==== Extracto proporcionado

Ganadería y minería prevalecieron sobre los derechos intemporales de unos 10000
habitantes, que también eran chilenos. Hoy en día apenas un puñado de ellos
conservan sus antiguas lenguas, un puñado que ni tan siquiera tiene permiso
para navegar con sus canoas por las aguas del canal del Beagle, por las
atemorizantes aguas del cabo de Hornos, dependiendo de permisos de la Armada,
la misma Armada que, siglo y medio después de la llegada de los ganaderos a los
territorios, usó los mismos como campo de concentración y de exterminio.
El relato de Guzmán se transforma
en líquido, el agua es el elemento que conforma el documental como sinónimo de
vida. Desde el cometa que transportó toneladas de y sembró el origen de la vida
en el planeta, hasta el mismo agua que sepulta y esconde los secretos más
infames, o parte de ellos, de la historia más reciente del país. Los primeros
recuerdos de Guzmán le remontan al océano como un lugar de miedo, el ente
abstracto que arrastró, y no devolvió, a un amigo de la infancia. El mar como
un elemento al que el país ha dado la espalda, más interesado en rebasar el
otro lado de la Cordillera que en explorar su frontera natural más larga y más
accesible. Quizás sea la culpa la que aleja a Chile de su océano y le hace
ansiar la tierra, olvidar el vértigo de una superficie que no se puede pisar y
en cuyas profundidades los monstruos más temibles proceden del propio hombre.

========
==== Datos proporcionados

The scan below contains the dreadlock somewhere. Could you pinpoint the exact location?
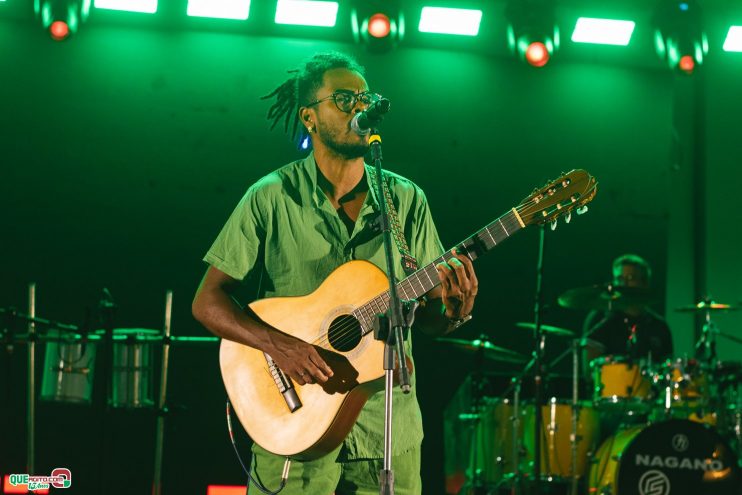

========

> Objetivos:
• a. Según el extracto sobre el documental de Guzmán, ¿qué elemento conforma el documental como sinónimo de vida?
• b. Prosigue el extracto sobre el documental de Guzmán a partir de su última oración.

> Resultados finales:
• a. El agua.

• b.
Guzmán va conduciéndonos, de manera imperceptible y sosegada, de lo más alejado
en el tiempo a lo más próximo, y siempre con el nudo que se aprieta en torno al
desastre y con Chile en el objetivo, ese Chile que se extiende como un objeto
frágil y delicado ante nuestros ojos para demostrarnos su extensión anómala,
extraordinariamente largo y extraordinariamente estrecho, una faja de tierra
empujada por el océano y los Andes, asfixiada por la naturaleza y dispuesta a
que sus hombres exploten por pura violencia. El cine del director chileno está
indisolublemente unido a la historia más reciente de su país. Unido sentimental,
e ideológicamente, al proyecto revolucionario (por igualitario y progresista)
de Allende. Sus películas no serían lo mismo, ni podrían serlo, si la bestia
inhumana de Pinochet y sus secuaces militares y económicos no hubieran
intervenido con el golpe de septiembre de 1973. Guzmán ha conseguido ir
trazando un eje reconocible en sus
películas para dejar un testimonio objetivo de unos años de crímenes, de
asesinatos impunes, de desapariciones, de torturas. Al igual que les ocurrió a
los nativos de Tierra de Fuego, en los años de plomo de la dictadura fascista
de Pinochet, hubo carta blanca para exterminar. 1 dólar por testículo, 1 dólar
por pecho, 1 dólar por oreja de niño, los indígenas fueron cazados como
animales, con el amparo del ejército chileno, por los ganaderos. Un siglo largo después, los mismos militares,
con ayuda de civiles, vivieron para el exterminio del rival político durante
más de una década salvaje. Guzmán ha recogido el testimonio de la memoria sin
necesidad de ser tildada de histórica, nadie ha olvidado ni nadie puede
perdonar cuando muchas de las víctimas permanecen escondidas, desaparecidas, en
una especie de doble muerte.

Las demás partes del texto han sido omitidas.